### STATED TASK
Your task is to copy the material exactly.

══ MATERIAL PROVIDED

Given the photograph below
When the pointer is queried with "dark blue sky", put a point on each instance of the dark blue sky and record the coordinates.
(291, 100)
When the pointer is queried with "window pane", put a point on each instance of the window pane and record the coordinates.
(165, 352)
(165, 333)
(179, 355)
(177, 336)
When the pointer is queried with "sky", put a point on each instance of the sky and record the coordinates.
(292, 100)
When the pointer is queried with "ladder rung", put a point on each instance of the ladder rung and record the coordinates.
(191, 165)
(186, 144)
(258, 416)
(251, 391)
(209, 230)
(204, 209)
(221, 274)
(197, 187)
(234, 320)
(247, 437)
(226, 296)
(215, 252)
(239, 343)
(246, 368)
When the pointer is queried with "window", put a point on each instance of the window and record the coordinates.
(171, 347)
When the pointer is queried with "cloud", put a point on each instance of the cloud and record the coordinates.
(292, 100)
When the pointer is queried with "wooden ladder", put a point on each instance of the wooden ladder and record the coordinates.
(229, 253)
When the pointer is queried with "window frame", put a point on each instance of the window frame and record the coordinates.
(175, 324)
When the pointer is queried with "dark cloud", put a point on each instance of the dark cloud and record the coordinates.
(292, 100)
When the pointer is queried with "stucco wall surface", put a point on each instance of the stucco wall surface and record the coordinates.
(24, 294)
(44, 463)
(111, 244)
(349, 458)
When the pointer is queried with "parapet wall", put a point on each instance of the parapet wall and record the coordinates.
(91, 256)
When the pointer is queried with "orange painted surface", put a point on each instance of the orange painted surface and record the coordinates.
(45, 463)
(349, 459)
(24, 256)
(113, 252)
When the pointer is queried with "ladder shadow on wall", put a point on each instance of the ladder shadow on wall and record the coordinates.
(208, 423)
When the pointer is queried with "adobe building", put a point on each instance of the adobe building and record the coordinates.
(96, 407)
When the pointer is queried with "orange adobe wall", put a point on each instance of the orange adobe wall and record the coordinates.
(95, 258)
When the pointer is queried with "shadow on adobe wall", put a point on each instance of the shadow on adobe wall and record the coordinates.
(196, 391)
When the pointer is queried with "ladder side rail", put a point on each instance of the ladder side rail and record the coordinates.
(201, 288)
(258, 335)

════

### CORRECT RESULT
Given the photograph below
When the pointer is queried with "dark blue sky", put a point on each instance of the dark blue sky and record the coordinates.
(291, 100)
When the pointer is queried with "window pane", put a point on each instance of the window pane and record the coordinates.
(165, 352)
(165, 333)
(179, 355)
(177, 336)
When the pointer is queried with "sky", put a point on each instance of the sky and record the coordinates.
(292, 100)
When the pointer is queried with "ladder rung", put a point on each instance of the ladder rung and record the coordinates.
(191, 165)
(186, 144)
(258, 416)
(251, 391)
(209, 230)
(204, 209)
(221, 274)
(197, 187)
(234, 320)
(247, 437)
(226, 296)
(215, 252)
(239, 343)
(246, 368)
When the pointer is queried with "window", put a point on each instance of the window and record the coordinates.
(171, 347)
When the pointer is queried with "cloud", put a point on each instance of the cloud and record the coordinates.
(292, 100)
When the pointer is queried with "wooden ladder", put a point on each instance of the wooden ladder and record the coordinates.
(229, 253)
When the pointer is queried with "window frame", put a point on each instance of the window frame and record the coordinates.
(175, 324)
When the pointer is queried with "dark cloud", put a point on each instance of the dark cloud and record the coordinates.
(292, 100)
When the pointer is queried with "stucco wall surface", put a point on each instance of the stucco wall surface and record the coordinates.
(24, 294)
(44, 463)
(111, 244)
(349, 458)
When the pointer is queried with "parapet wall", put a point on each instance of the parapet wall and record the coordinates.
(91, 256)
When the pointer is queried with "orange painted surface", put a point on each instance of the orange painted surface and record the coordinates.
(45, 463)
(349, 459)
(24, 256)
(113, 252)
When the pointer is queried with "ladder shadow on wall", put a point on each instance of the ladder shadow on wall and record the coordinates.
(208, 423)
When the pointer is queried with "adobe building", put a point on each instance of the adobe building and record the coordinates.
(96, 407)
When the pointer is queried with "orange adobe wall", put a point on each instance of the orange adobe wall and record the coordinates.
(95, 258)
When the pointer is queried with "shadow on adobe wall", put a point on each instance of the shadow on adobe wall and record the coordinates.
(196, 391)
When the pointer is queried with "ladder side rail", put a point on each instance of the ladder side rail and record the coordinates.
(201, 288)
(258, 335)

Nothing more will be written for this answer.